• What the task asks: Print, please, the line that contains "Objective — for every instance of the crosswalk" and each line after it to the end of the entries, unchanged and with nothing else.

-------- Extracted material

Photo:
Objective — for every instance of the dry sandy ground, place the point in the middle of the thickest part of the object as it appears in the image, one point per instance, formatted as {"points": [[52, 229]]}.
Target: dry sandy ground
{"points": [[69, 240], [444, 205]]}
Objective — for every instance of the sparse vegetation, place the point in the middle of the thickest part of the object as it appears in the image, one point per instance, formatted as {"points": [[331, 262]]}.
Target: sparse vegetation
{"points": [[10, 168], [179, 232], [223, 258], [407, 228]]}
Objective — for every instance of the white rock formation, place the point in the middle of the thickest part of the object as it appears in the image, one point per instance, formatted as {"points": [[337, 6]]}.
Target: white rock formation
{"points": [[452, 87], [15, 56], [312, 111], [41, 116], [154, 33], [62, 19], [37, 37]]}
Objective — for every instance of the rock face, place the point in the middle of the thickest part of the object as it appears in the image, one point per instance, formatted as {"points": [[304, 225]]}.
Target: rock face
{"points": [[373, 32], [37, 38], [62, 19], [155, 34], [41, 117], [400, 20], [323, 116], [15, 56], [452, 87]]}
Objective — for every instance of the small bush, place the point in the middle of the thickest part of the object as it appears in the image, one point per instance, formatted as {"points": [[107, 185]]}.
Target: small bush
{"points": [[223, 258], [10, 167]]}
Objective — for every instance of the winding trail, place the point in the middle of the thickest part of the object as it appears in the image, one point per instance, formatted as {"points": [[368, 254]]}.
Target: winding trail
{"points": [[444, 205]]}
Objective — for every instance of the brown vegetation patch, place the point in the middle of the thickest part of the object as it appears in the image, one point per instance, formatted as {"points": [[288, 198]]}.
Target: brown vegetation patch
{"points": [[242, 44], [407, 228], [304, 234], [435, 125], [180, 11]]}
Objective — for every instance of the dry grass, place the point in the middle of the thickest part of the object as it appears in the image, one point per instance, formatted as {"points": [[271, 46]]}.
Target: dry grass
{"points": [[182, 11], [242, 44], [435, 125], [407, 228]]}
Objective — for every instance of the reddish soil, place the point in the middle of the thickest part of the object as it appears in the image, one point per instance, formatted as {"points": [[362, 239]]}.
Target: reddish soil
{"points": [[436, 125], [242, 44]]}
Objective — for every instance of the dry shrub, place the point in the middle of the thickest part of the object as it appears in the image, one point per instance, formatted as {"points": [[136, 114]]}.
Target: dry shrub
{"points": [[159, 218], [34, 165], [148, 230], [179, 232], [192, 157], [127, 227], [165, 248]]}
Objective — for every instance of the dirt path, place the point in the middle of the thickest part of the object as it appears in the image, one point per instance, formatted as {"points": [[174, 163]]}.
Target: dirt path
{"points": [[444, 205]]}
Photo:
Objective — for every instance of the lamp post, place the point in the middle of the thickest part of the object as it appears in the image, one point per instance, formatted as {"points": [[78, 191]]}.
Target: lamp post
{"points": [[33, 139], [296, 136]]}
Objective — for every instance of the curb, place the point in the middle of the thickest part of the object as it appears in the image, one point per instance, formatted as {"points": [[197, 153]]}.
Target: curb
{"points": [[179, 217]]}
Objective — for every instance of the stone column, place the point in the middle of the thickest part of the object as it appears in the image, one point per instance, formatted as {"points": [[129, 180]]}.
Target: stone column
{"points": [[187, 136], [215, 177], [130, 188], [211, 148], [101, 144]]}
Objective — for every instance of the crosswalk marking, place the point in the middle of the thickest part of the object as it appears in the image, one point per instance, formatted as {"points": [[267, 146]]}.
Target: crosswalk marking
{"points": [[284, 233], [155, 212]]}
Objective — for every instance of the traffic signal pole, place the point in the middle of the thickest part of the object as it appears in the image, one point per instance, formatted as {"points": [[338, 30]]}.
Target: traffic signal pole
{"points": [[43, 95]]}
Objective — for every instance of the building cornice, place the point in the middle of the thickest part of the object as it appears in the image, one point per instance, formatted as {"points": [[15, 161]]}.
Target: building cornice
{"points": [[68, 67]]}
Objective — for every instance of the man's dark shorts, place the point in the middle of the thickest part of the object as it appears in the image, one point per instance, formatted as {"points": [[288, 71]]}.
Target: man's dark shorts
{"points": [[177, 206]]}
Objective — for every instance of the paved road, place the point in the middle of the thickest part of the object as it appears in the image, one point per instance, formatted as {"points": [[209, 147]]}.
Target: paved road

----------------

• Full solution:
Objective — for every instance of the crosswalk marking, place the point in the middle of the thickest part of the object as it appears in the image, one point per instance, formatted as {"points": [[267, 146]]}.
Target: crosswalk marking
{"points": [[284, 233], [155, 212]]}
Objective — for every instance of the traffic signal pole, place the point in the middle of the thickest part of the object as it appears in the image, one point per instance, formatted as {"points": [[338, 30]]}.
Target: traffic signal pole
{"points": [[43, 95]]}
Objective — for every instance of the building cornice, place the point in the middle of the thickest part of the object as it appears in the image, one point per instance, formatted as {"points": [[15, 161]]}.
Target: building cornice
{"points": [[68, 67]]}
Objective — for every instance of the man's dark shorts, place the point in the middle of the thickest part of the object as it appears in the image, one point per instance, formatted as {"points": [[288, 71]]}.
Target: man's dark shorts
{"points": [[177, 206]]}
Objective — for every instance of the paved road, place the point in the middle of the thickest part of the object as it appears in the image, one point per instance, formatted as {"points": [[209, 147]]}.
Target: paved road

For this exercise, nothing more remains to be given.